* _Problem requirements_: Pick out every line in the records below that contains the string "black" and copy each of those lines in full. The match must be case-sensitive.

* _Data shown_:
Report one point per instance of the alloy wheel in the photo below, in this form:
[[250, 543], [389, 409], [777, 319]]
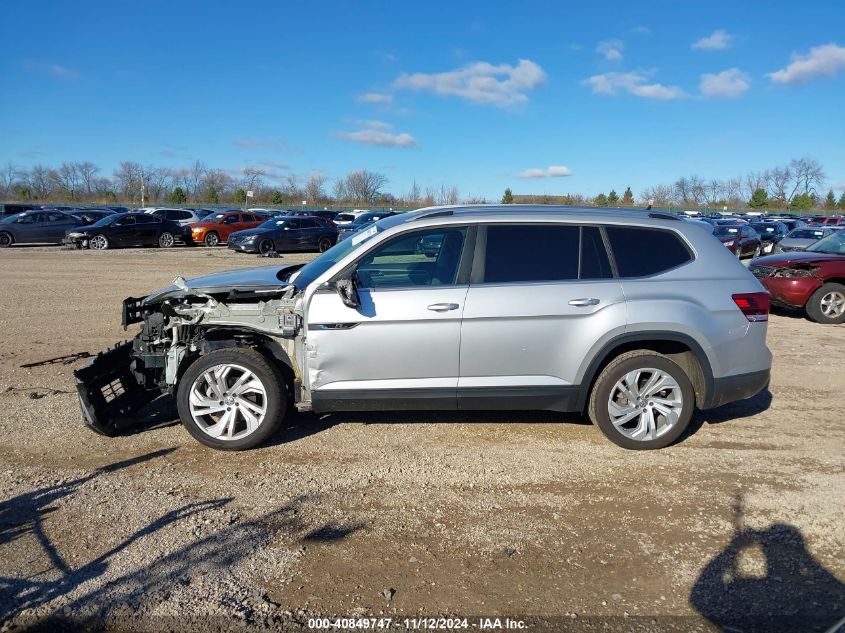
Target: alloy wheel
[[833, 304], [645, 404], [228, 402]]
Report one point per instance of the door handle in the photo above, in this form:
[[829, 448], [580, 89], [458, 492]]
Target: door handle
[[443, 307], [583, 303]]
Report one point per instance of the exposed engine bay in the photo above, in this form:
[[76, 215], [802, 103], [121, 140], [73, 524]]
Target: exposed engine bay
[[183, 322]]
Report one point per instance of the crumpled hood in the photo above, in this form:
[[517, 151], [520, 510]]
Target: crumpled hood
[[243, 279], [785, 260]]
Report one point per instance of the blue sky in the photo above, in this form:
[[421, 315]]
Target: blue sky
[[481, 95]]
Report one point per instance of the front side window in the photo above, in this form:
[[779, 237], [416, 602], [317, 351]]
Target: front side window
[[640, 252], [423, 258]]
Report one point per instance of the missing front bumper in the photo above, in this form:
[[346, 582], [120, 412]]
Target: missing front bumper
[[109, 392]]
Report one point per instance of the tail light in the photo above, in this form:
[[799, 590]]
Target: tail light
[[754, 305]]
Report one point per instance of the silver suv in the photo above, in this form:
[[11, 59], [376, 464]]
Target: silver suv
[[633, 317]]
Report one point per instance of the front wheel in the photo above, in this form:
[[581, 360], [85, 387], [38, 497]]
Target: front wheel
[[231, 399], [827, 304], [324, 244], [642, 400], [98, 243]]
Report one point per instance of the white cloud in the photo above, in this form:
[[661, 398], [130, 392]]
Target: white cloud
[[254, 143], [375, 97], [821, 61], [553, 171], [717, 40], [635, 83], [611, 49], [58, 71], [500, 85], [726, 84], [379, 133]]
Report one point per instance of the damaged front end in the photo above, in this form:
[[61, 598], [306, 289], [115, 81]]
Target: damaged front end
[[253, 308]]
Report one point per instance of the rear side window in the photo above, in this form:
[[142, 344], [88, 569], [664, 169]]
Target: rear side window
[[539, 252], [640, 252]]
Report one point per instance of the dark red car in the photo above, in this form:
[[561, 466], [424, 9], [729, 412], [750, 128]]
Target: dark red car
[[813, 279], [740, 239]]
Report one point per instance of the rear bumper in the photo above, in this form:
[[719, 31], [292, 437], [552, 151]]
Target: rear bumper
[[791, 292], [733, 388]]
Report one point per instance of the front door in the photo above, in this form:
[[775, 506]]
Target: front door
[[399, 348]]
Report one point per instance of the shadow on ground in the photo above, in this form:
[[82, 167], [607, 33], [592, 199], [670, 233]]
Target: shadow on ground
[[146, 585], [766, 581]]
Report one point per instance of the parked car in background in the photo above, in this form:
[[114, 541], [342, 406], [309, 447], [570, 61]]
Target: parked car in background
[[15, 208], [813, 279], [362, 221], [634, 319], [215, 228], [800, 238], [741, 240], [770, 234], [180, 216], [348, 216], [36, 227], [89, 216], [127, 229], [286, 233]]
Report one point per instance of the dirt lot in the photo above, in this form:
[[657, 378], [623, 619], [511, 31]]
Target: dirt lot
[[527, 515]]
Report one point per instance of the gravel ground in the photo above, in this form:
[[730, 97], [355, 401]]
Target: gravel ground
[[529, 515]]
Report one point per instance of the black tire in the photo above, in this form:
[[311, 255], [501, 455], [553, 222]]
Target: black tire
[[815, 307], [618, 368], [101, 239], [324, 244], [270, 378], [166, 239]]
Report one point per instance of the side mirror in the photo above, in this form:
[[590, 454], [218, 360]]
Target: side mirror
[[347, 290]]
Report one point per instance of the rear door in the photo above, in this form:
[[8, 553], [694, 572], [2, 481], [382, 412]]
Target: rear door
[[540, 298]]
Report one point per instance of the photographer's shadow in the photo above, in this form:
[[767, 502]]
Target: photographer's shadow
[[767, 581]]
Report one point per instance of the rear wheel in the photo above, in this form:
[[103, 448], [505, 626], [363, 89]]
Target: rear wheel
[[98, 242], [265, 246], [231, 399], [324, 244], [827, 304], [642, 400]]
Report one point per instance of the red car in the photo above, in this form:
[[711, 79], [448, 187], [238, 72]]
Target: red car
[[813, 279], [215, 228]]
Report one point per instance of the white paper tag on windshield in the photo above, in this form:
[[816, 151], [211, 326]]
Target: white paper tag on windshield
[[364, 235]]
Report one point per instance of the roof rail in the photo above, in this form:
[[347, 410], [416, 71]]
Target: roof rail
[[663, 216], [432, 214]]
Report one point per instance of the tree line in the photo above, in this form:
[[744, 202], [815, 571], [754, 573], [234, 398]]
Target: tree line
[[797, 185], [134, 183]]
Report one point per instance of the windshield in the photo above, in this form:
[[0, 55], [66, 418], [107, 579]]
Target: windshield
[[722, 231], [833, 243], [308, 273], [806, 234]]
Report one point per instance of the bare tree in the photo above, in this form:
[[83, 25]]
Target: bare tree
[[314, 189], [364, 186], [807, 177]]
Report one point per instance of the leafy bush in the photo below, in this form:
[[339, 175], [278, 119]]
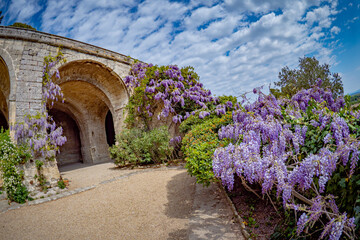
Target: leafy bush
[[199, 144], [12, 155], [136, 146]]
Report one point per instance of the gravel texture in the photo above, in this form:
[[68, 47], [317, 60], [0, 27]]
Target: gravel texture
[[160, 203]]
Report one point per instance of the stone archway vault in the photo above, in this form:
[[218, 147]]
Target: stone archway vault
[[91, 92], [4, 94]]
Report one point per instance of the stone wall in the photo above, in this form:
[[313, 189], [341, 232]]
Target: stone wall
[[91, 81]]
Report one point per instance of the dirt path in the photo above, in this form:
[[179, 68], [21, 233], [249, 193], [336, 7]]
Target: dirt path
[[162, 203]]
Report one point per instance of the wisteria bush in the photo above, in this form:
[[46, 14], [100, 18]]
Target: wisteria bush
[[39, 131], [12, 155], [300, 148], [164, 91], [37, 137], [201, 138]]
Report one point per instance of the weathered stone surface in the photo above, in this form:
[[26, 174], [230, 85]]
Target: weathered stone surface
[[91, 80], [92, 84]]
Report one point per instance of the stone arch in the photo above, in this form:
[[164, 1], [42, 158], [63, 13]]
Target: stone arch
[[4, 94], [92, 93], [7, 89], [102, 77]]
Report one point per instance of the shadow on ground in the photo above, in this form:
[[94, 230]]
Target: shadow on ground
[[180, 195]]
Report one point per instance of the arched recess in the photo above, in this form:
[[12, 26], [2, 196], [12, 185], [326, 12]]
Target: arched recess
[[92, 93], [4, 94], [70, 152]]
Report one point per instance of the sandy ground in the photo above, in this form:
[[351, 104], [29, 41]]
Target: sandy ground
[[160, 203]]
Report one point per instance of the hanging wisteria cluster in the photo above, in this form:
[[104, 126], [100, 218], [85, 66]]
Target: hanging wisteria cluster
[[40, 131], [175, 90], [270, 146]]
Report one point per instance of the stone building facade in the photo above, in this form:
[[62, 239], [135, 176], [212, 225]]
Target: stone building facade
[[91, 80]]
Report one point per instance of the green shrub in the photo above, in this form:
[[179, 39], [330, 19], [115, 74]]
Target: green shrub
[[61, 184], [12, 155], [136, 146], [199, 144]]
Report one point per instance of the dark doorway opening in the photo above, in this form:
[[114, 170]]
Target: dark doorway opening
[[109, 127], [3, 122], [70, 152]]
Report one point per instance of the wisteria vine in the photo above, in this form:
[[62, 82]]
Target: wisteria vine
[[176, 92], [273, 144], [39, 131]]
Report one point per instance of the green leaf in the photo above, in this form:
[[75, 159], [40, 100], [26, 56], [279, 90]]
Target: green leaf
[[342, 183]]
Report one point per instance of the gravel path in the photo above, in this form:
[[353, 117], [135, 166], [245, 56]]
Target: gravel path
[[162, 203]]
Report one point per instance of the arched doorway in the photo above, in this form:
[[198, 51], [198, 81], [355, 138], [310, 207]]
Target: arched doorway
[[94, 97], [4, 94], [70, 152]]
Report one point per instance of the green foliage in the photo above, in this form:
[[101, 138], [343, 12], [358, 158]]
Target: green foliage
[[61, 184], [22, 25], [136, 146], [137, 115], [200, 143], [12, 155], [1, 17], [310, 70], [193, 120], [355, 99]]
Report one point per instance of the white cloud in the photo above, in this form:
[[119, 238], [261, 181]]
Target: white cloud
[[22, 10], [335, 30], [234, 46]]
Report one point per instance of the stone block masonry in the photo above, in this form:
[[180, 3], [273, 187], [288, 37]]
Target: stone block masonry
[[91, 80]]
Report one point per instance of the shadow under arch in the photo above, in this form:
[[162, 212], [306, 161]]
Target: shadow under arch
[[103, 78], [4, 94], [70, 152]]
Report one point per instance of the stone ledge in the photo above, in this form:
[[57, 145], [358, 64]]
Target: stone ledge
[[58, 41]]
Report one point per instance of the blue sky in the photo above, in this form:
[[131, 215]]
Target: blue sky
[[234, 45]]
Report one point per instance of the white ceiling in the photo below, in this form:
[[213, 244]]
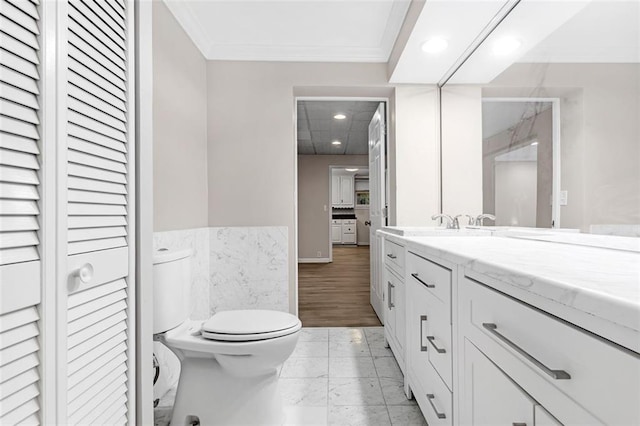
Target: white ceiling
[[317, 128], [292, 30]]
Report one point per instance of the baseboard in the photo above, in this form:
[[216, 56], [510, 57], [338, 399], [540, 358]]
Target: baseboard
[[314, 260]]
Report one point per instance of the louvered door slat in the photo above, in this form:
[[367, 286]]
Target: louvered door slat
[[96, 174], [19, 80], [97, 150], [85, 359], [102, 21], [19, 17], [10, 387], [77, 222], [16, 47], [18, 143], [26, 7], [89, 111], [18, 96]]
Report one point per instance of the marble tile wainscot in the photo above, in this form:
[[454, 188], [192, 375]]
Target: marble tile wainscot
[[545, 324]]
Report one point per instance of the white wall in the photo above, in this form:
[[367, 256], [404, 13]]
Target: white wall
[[179, 126], [416, 177], [313, 196]]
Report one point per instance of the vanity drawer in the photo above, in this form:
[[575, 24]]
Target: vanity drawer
[[433, 397], [555, 362], [435, 278], [394, 256]]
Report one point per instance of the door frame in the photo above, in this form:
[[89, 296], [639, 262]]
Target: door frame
[[556, 172], [386, 100]]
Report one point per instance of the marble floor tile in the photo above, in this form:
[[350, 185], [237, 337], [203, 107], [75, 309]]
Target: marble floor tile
[[347, 335], [352, 367], [303, 392], [347, 348], [306, 367], [406, 415], [393, 392], [358, 416], [296, 415], [387, 367], [355, 391], [311, 350], [313, 334]]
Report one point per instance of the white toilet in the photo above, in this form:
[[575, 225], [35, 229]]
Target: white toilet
[[229, 363]]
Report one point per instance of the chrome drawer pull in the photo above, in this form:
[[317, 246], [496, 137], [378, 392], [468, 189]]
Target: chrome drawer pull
[[556, 374], [439, 350], [390, 304], [430, 398], [423, 318], [415, 275]]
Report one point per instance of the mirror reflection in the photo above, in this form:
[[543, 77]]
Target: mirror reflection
[[583, 57]]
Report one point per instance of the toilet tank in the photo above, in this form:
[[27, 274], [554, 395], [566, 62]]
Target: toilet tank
[[171, 288]]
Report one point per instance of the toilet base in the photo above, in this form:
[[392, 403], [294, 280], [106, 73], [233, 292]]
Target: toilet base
[[209, 393]]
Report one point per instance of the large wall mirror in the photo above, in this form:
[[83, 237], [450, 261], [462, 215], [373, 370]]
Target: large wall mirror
[[550, 105]]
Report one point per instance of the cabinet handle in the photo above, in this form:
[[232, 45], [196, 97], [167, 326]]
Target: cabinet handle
[[415, 275], [556, 374], [423, 348], [430, 398], [439, 350]]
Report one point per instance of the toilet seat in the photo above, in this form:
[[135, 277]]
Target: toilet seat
[[249, 325]]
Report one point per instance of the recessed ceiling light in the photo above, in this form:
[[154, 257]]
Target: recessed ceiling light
[[505, 45], [434, 45]]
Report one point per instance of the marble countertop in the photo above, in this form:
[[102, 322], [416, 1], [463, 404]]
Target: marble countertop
[[564, 274]]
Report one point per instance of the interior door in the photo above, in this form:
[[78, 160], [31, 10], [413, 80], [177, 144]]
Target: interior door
[[377, 207], [99, 137], [20, 224]]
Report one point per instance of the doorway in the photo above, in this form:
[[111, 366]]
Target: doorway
[[334, 268]]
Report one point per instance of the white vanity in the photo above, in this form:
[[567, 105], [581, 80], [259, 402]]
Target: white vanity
[[520, 328]]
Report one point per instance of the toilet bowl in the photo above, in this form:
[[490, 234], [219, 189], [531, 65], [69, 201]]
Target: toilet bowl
[[229, 363]]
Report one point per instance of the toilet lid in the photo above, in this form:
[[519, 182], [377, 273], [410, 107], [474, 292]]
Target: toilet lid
[[249, 325]]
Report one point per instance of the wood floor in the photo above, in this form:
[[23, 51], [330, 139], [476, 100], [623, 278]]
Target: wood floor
[[337, 294]]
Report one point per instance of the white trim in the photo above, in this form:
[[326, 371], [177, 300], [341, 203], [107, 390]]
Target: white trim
[[131, 211], [556, 183], [144, 212], [314, 260]]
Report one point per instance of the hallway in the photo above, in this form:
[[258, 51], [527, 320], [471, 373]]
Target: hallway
[[337, 294]]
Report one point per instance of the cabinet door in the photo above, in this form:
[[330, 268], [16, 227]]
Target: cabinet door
[[335, 191], [346, 191], [490, 396], [336, 234]]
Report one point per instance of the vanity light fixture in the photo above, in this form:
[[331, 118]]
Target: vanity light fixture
[[434, 45], [505, 45]]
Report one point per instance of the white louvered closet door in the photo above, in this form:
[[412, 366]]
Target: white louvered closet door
[[20, 265], [100, 146]]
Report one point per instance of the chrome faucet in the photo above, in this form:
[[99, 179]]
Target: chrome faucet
[[452, 222], [483, 216]]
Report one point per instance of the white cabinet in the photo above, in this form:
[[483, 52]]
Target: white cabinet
[[342, 192], [495, 398], [336, 231], [394, 299]]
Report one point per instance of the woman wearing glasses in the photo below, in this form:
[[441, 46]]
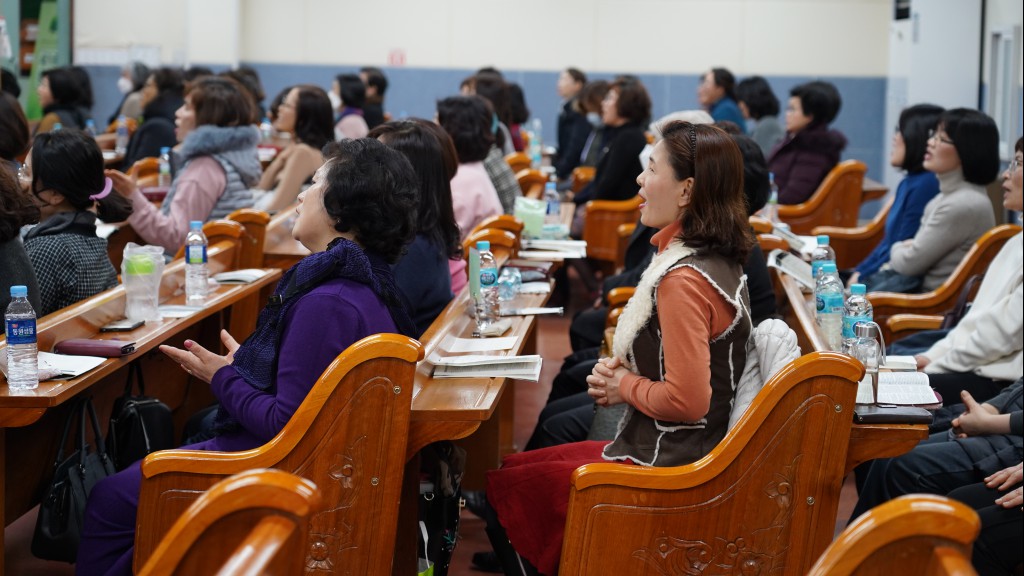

* _Complete answer_:
Report one point per instance of the black tire in the photo above, in this form:
Target: black tire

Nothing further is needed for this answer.